* EXERCISE TEXT *
++++++

The Origin of Sex is a Conundrum for Evolution
The desire for sex is overwhelmingly powerful. This fact is blatantly obvious when we examine our culture at large. Art, entertainment, education, even politics are all largely dominated by sex in one way or another. Things are no different at the individual level. We hear and see stories of friends, colleagues, and even former loves that have sacrificed their careers, honor, dignity, families, and even freedom for a night of passion.
Sex is also powerful in another way: refuting the atheistic explanations for sexual reproduction. Every single one of them has failed to produce a rational model. The reason that is stems from the necessary reliance they have on unguided processes. That’s a common problem they have, but for the emergence of sex the problem is doubled because it requires changes both within a multi-cellular body to facilitate the arrival of compatible gametes, and additional systems that facilitate the exchange of genetic material in two separate bodies. The systems must be physiologically and morphologically complimentary. In other words, we need fully functional males and females that can reproduce together.
Many Darwinists know of the problem, but little has been done to investigate how it could have happened. That doesn’t stop them from simply asserting that it did. Most don’t even try, instead dabbling at answering why natural selection would choose sexual reproduction over asexual. Even in that realm we’re given little more than assertions. To be fair though, asserting is all they can do. The fossil record does not show a progression of any of the sexual organs. As mentioned above, the mechanism of unguided random mutations is not capable of coordinating changes both within and simultaneously parallel with another compatible body. Just by definition, randomness can not coordinate anything. It all refines down to dumb, blind luck.
Invoking luck to explain such complexity is just silly. It’s the equivalent of saying if we beat enough rocks together, one will break into a fully functional smartphone. Like the rock changing into a smartphone, there are a lot of changes that must occur. For simplicity’s sake, I’ll summarize these changes into three challenges:
All the organs, proteins, and DNA information that are required to produce and maintain each sex’s specific gametes must arise and replace asexual systems.
All of the biological components that facilitate the physical combination of those gametes must arise. In humans, these include all the ducts, glands, and sexual organs involved in transporting the egg and sperm to the fallopian tube for fertilization and the subsequent zygote to the womb to grow.
Changes to the DNA code to activate and deactivate systems at specific times and sequences must arise. These changes observed within the mother’s body facilitate the nurturing and growth of the baby in the womb. In humans, these include everything from the formation of the placenta to the production of immunosuppressive proteins.
Each of these breaks down into a daunting list of steps to accomplish. These include new neural pathways, new proteins, new glands, new organs, new genetic information, and new epigenetic controls; all of which must arise twice, once in the female and once in the male. It must occur simultaneously and in the same location, and the resulting systems must function together. See why I say it’s silly to say it just happened by dumb luck?

++++++

* RECORDS SHOWN *

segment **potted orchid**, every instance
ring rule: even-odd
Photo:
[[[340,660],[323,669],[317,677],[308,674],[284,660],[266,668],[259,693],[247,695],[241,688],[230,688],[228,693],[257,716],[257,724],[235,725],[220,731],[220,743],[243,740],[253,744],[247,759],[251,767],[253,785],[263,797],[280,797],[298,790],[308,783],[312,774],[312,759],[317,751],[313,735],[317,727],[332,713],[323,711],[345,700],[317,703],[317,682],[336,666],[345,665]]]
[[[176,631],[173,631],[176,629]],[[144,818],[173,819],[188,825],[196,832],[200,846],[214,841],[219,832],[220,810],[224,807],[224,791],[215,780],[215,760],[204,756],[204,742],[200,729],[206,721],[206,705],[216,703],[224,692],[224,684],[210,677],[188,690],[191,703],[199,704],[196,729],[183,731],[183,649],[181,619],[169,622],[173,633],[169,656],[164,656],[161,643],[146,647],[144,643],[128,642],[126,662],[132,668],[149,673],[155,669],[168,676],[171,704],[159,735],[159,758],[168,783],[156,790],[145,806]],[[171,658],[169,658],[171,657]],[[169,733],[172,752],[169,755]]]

++++++

* WHAT NEEDS TO BE DONE *
Repeat the essay on the origin of sex word for word, from "Changes to the" up to and including "of immunosuppressive proteins.".

* EXPECTED ANSWER *
Changes to the DNA code to activate and deactivate systems at specific times and sequences must arise. These changes observed within the mother’s body facilitate the nurturing and growth of the baby in the womb. In humans, these include everything from the formation of the placenta to the production of immunosuppressive proteins.